» **What you should do**:
Update the rows below by changing each "expected format" to "required format" and leaving every other character as it stands.

» **Data supplied**:
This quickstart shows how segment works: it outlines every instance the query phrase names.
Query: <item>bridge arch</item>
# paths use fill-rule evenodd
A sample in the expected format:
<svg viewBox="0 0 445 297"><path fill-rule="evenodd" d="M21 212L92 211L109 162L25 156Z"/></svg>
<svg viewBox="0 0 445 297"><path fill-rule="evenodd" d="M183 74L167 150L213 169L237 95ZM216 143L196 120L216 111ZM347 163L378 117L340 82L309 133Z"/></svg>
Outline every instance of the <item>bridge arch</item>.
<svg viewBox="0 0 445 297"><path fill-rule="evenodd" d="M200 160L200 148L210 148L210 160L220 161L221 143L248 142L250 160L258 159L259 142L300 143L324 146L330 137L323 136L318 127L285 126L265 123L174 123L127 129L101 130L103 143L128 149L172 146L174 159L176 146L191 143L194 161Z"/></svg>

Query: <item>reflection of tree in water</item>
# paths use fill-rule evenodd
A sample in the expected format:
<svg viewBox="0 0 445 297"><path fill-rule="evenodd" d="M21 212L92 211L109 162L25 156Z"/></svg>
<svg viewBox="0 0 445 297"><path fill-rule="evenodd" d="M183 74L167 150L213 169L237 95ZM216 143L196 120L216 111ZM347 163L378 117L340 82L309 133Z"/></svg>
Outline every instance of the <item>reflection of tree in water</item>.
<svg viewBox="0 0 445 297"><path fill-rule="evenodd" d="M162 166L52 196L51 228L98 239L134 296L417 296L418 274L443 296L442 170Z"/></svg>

» **Reply**:
This quickstart shows how segment works: it outlines every instance the query phrase names.
Query: <item>bridge arch</item>
# paths use fill-rule evenodd
A sample in the required format:
<svg viewBox="0 0 445 297"><path fill-rule="evenodd" d="M21 212L92 211L109 162L25 156Z"/></svg>
<svg viewBox="0 0 445 297"><path fill-rule="evenodd" d="M183 74L167 150L213 169L237 95ZM216 143L196 120L216 111ZM347 163L378 117L340 82L309 133Z"/></svg>
Outline every instance of the <item>bridge arch</item>.
<svg viewBox="0 0 445 297"><path fill-rule="evenodd" d="M200 160L200 148L210 148L210 160L220 161L221 143L248 142L250 160L258 159L259 142L300 143L324 146L330 137L323 136L318 127L285 126L265 123L174 123L127 129L101 130L103 143L128 149L172 146L174 159L176 146L191 143L194 161Z"/></svg>

Query: <item>reflection of tree in water</item>
# paths use fill-rule evenodd
A sample in the required format:
<svg viewBox="0 0 445 297"><path fill-rule="evenodd" d="M21 212L92 211L109 162L25 156Z"/></svg>
<svg viewBox="0 0 445 297"><path fill-rule="evenodd" d="M183 74L167 150L213 169L237 95ZM216 143L196 120L216 111ZM347 163L378 117L340 82L309 133Z"/></svg>
Outline every instance of the <item>reflection of tree in water</item>.
<svg viewBox="0 0 445 297"><path fill-rule="evenodd" d="M162 166L52 196L51 228L98 239L134 296L417 296L418 274L443 296L442 170Z"/></svg>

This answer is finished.